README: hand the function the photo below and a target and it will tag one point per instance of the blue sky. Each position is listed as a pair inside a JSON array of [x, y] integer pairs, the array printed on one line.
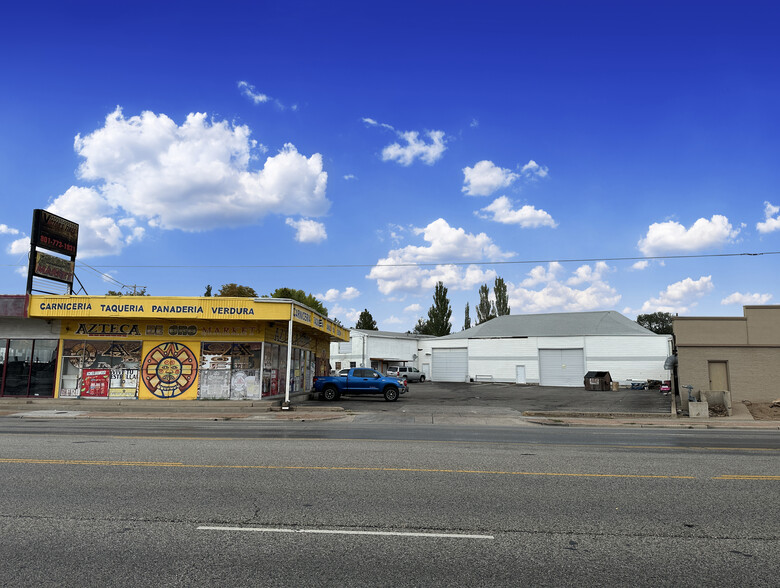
[[368, 151]]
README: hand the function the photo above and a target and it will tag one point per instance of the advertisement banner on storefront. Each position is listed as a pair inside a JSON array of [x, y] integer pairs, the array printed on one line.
[[95, 383], [55, 233], [53, 268]]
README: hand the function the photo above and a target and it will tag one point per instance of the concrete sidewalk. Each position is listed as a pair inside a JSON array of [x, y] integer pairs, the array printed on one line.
[[305, 410]]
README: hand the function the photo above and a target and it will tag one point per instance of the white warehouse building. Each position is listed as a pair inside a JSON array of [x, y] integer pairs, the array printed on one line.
[[376, 349], [547, 349]]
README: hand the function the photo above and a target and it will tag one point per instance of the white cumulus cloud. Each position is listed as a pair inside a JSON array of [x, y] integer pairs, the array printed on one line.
[[544, 291], [348, 316], [248, 90], [413, 147], [527, 216], [195, 176], [307, 230], [671, 236], [485, 178], [534, 171], [398, 272], [746, 299], [771, 220], [416, 148], [679, 297], [103, 227], [334, 294]]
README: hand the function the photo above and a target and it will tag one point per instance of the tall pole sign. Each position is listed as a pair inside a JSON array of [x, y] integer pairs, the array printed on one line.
[[58, 235]]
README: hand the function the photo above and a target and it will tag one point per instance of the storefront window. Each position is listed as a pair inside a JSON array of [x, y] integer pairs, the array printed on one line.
[[230, 370], [44, 368], [27, 367], [100, 369], [17, 368], [274, 369]]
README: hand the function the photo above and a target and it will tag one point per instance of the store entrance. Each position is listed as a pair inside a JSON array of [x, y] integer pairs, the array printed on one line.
[[28, 367]]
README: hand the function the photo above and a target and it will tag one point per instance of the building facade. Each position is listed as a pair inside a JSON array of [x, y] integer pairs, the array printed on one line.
[[165, 348], [547, 349], [737, 354], [376, 349]]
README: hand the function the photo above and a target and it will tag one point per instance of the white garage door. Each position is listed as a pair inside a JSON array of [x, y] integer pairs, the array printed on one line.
[[450, 365], [561, 367]]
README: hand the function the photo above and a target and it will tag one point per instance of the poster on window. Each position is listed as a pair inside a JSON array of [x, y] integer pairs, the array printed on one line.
[[95, 383]]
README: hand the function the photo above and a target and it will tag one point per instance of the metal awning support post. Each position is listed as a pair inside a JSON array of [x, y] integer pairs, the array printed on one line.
[[286, 403]]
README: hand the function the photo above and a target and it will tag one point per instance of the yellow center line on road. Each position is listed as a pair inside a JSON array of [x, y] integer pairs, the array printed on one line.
[[746, 477], [444, 442], [329, 468]]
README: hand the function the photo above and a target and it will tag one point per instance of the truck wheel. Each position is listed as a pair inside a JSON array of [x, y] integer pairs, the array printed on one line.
[[330, 393], [391, 393]]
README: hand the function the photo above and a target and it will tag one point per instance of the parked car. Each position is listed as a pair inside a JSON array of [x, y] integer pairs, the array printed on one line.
[[411, 374], [359, 381]]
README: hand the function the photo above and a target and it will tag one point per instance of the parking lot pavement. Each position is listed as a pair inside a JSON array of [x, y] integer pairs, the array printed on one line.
[[492, 400]]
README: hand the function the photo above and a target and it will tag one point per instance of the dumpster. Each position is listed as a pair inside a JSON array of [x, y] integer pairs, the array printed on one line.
[[598, 381]]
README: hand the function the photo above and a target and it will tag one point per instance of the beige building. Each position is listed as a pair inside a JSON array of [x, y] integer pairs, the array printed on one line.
[[739, 354]]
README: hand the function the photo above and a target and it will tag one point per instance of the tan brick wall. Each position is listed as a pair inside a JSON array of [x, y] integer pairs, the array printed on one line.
[[711, 330], [754, 372]]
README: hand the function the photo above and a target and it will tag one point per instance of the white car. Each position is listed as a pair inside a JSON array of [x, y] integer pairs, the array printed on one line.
[[411, 374]]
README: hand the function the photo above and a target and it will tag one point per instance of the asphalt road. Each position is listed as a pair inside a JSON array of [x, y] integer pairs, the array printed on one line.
[[513, 398], [178, 504]]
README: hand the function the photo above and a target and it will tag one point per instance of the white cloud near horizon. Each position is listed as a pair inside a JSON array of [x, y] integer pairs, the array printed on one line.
[[746, 299], [307, 230], [771, 220], [334, 294], [348, 316], [526, 216], [414, 147], [193, 177], [545, 291], [671, 236], [397, 271], [485, 178], [679, 297]]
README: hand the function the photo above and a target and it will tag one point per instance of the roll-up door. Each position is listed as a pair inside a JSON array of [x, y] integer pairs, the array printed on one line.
[[561, 367], [450, 365]]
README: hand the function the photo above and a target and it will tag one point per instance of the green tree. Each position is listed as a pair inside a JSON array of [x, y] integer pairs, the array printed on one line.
[[302, 297], [236, 290], [502, 299], [440, 312], [366, 321], [421, 328], [658, 322], [486, 310], [136, 292]]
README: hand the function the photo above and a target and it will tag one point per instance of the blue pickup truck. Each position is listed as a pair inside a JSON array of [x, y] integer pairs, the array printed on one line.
[[359, 381]]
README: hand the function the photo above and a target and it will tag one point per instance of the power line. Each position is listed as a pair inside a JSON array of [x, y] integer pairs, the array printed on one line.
[[436, 263]]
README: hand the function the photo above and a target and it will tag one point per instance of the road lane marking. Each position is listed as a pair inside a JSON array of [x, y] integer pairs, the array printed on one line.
[[342, 532], [745, 477], [331, 468], [445, 442]]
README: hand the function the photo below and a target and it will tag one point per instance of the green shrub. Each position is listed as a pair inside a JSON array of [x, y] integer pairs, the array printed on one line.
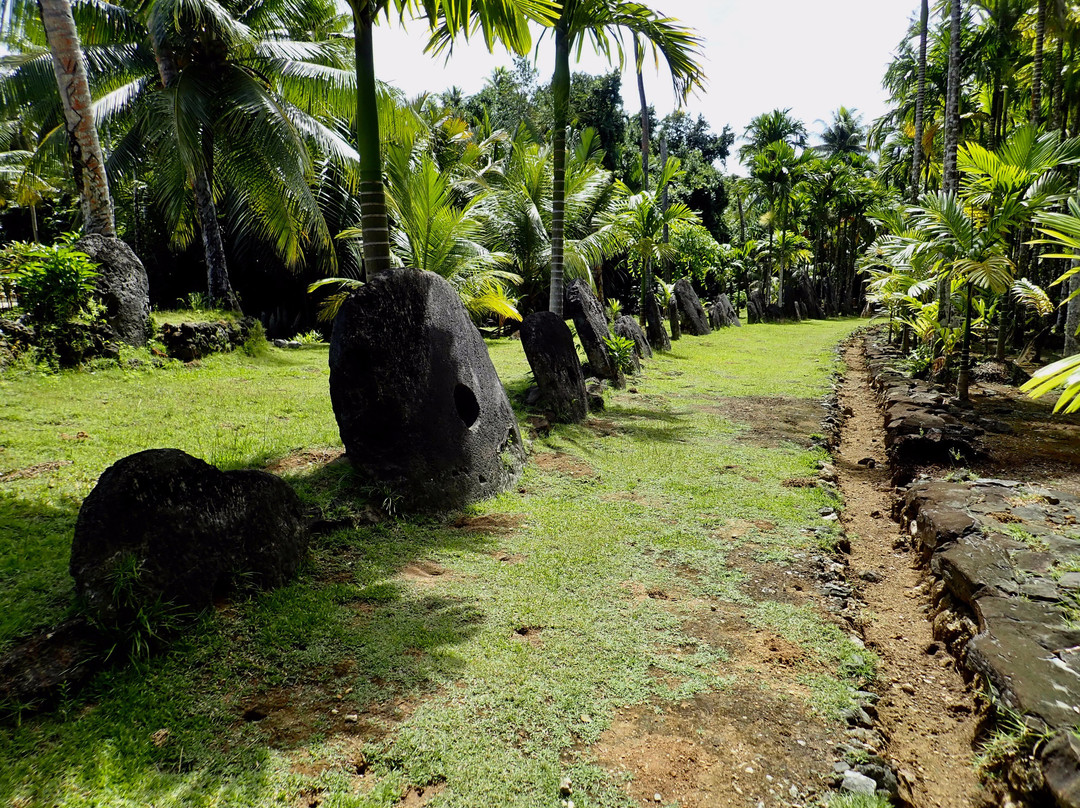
[[256, 344], [53, 283], [622, 351], [312, 337]]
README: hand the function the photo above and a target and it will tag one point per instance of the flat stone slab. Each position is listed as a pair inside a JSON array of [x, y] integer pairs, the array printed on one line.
[[1029, 678]]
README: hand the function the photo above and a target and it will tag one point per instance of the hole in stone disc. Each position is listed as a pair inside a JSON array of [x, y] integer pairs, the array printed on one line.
[[464, 400]]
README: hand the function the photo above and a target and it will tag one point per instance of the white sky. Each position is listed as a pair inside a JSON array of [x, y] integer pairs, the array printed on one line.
[[759, 55]]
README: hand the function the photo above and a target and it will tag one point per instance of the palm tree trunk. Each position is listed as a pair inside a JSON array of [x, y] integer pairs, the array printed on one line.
[[646, 264], [217, 273], [88, 162], [952, 175], [919, 101], [963, 379], [950, 182], [373, 197], [645, 116], [1057, 113], [1040, 37], [218, 285], [561, 97], [1072, 314]]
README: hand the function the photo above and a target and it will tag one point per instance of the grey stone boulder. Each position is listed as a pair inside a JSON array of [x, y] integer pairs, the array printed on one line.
[[673, 319], [122, 286], [655, 326], [1061, 768], [588, 315], [549, 347], [1029, 678], [421, 412], [693, 319], [37, 670], [721, 313], [163, 525], [628, 327]]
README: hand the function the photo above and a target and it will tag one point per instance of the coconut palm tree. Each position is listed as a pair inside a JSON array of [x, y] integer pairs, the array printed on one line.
[[769, 128], [88, 161], [845, 137], [498, 21], [601, 23], [518, 213], [640, 226], [212, 104], [920, 99]]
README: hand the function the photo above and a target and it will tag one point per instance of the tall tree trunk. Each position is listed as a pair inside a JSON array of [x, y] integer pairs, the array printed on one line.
[[373, 196], [561, 96], [950, 183], [218, 285], [217, 274], [952, 176], [664, 203], [638, 55], [1057, 98], [88, 162], [1072, 313], [646, 264], [1040, 37], [963, 379], [919, 101]]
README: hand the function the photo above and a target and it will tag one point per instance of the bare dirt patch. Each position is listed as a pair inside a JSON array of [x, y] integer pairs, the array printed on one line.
[[745, 745], [1036, 446], [496, 524], [420, 795], [927, 713], [771, 421], [564, 463], [34, 471], [603, 427], [305, 459], [422, 570]]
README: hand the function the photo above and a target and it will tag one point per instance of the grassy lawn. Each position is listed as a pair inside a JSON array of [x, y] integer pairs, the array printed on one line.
[[477, 658]]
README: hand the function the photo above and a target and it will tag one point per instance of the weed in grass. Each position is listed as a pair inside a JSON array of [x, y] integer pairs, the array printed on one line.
[[1010, 739], [1017, 533], [859, 800], [852, 663], [1062, 566], [1070, 609]]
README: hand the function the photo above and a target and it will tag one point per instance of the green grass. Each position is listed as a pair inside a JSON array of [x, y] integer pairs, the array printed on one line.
[[490, 679]]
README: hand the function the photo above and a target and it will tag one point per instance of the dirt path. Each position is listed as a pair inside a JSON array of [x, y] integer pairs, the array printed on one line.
[[926, 712]]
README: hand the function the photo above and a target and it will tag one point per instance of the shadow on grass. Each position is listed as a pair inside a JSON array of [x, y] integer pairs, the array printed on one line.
[[35, 547], [367, 629]]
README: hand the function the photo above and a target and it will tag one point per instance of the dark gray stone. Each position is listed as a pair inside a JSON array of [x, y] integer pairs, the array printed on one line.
[[582, 306], [122, 286], [1061, 769], [693, 319], [628, 327], [188, 341], [721, 313], [655, 326], [420, 408], [673, 319], [1029, 679], [1041, 621], [594, 388], [34, 672], [975, 567], [549, 347], [184, 532], [756, 308]]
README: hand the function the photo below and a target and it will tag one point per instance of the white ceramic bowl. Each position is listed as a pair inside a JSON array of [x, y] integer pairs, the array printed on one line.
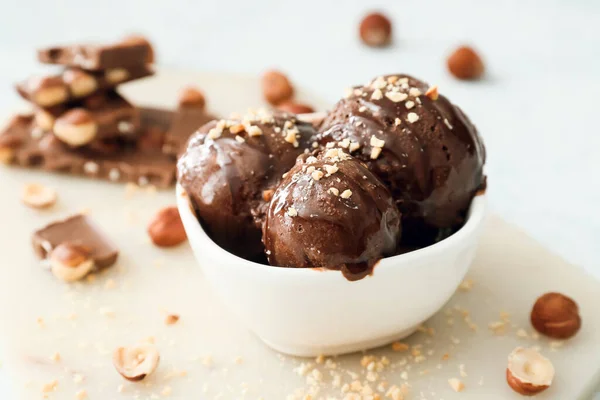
[[307, 312]]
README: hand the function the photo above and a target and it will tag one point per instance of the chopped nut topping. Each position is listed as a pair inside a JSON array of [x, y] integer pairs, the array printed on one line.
[[344, 143], [346, 194], [377, 95], [354, 146], [412, 117], [331, 169], [214, 133], [379, 83], [375, 152], [414, 92], [432, 92], [456, 384], [396, 97], [375, 142], [235, 129]]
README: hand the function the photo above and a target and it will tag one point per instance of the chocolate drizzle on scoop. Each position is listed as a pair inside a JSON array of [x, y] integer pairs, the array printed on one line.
[[423, 148], [331, 212], [227, 167]]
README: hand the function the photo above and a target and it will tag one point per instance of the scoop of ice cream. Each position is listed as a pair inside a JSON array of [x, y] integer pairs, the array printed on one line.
[[230, 168], [424, 149], [330, 211]]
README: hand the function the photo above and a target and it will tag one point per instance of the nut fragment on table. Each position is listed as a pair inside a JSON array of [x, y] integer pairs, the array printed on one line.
[[136, 362], [375, 30], [556, 315], [276, 87], [38, 196], [166, 228], [71, 262], [76, 127], [528, 372], [80, 82], [192, 97], [464, 63]]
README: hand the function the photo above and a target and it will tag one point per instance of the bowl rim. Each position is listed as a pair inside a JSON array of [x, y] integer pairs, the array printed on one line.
[[475, 217]]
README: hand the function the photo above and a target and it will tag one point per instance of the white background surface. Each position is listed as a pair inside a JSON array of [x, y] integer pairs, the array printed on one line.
[[537, 108]]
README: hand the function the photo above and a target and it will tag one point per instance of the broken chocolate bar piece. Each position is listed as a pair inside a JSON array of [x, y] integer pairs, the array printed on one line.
[[98, 57], [108, 115], [78, 230], [117, 160], [75, 83], [186, 121]]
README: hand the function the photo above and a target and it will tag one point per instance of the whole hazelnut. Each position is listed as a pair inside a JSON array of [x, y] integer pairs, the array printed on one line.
[[139, 39], [76, 127], [38, 196], [48, 91], [136, 362], [556, 315], [116, 75], [166, 228], [528, 372], [71, 262], [81, 83], [464, 63], [295, 108], [44, 119], [276, 87], [191, 97], [376, 30]]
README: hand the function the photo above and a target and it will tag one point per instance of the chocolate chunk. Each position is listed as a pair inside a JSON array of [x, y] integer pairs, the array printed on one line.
[[111, 114], [116, 160], [75, 83], [98, 57], [186, 121], [79, 230]]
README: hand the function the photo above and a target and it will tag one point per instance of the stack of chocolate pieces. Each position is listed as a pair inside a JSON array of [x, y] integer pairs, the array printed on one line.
[[83, 126]]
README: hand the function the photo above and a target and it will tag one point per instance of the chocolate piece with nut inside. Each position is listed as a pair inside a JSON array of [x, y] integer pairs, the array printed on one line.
[[49, 91], [331, 212], [228, 167], [98, 117], [141, 162], [423, 148], [78, 230], [124, 54]]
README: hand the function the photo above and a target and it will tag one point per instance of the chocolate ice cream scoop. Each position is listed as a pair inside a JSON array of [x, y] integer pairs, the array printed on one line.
[[425, 150], [330, 211], [230, 168]]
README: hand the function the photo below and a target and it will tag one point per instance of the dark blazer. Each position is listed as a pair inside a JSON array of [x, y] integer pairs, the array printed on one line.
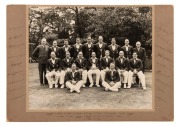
[[90, 63], [105, 64], [56, 66], [138, 65], [123, 65], [58, 51], [115, 78], [141, 53], [65, 64], [114, 53], [127, 54], [87, 51], [69, 76], [75, 51], [82, 65], [100, 51], [63, 52], [41, 53]]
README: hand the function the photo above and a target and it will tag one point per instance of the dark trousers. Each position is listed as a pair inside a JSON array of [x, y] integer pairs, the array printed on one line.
[[42, 73]]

### Exercise requirements
Convert the part that opens with the line containing "of the road" and closes with the line containing "[[759, 55]]" into a Markdown table with the columns Number and Line, giving each line its own number, skipping blank lines and leaving the pictures out.

### The solution
| Number | Line |
|---|---|
| 1 | README: hand the function the photo above and a target and it will tag one point per instance of the road lane marking. Each position is listed as a pair inside a JSON array of [x, y] integer pairs, the array printed on one line. |
| 2 | [[342, 532], [745, 477], [331, 468], [445, 442]] |
| 3 | README: hand the function the photo below and a target and it will tag one point per instance of the green shrub. Each position is listed as a pair inside a JSON array of [x, y] integer pairs, the array printed on one line. |
| 4 | [[256, 344], [53, 283], [622, 351], [312, 337]] |
| 5 | README: hand the function the photo above and a target and it will tag one point per instance of the flat stone slab. Each position is listed as a pair inside a JSON array of [x, y] integer pairs, the array printed on one line. |
| 6 | [[1029, 678]] |
| 7 | README: hand the function the photo above and a target and it will tag one point per instance of the hole in stone disc. Each position is listed as a pair inside a JSON array of [x, y] integer pairs, the array printed on one line. |
| 8 | [[464, 400]] |
| 9 | README: hand the function the photo above and a target and it will tag one point per instance of the white sky. Each position is listed as a pair inside a JSON array of [x, y] integer pairs, the array printed on one line. |
| 10 | [[759, 55]] |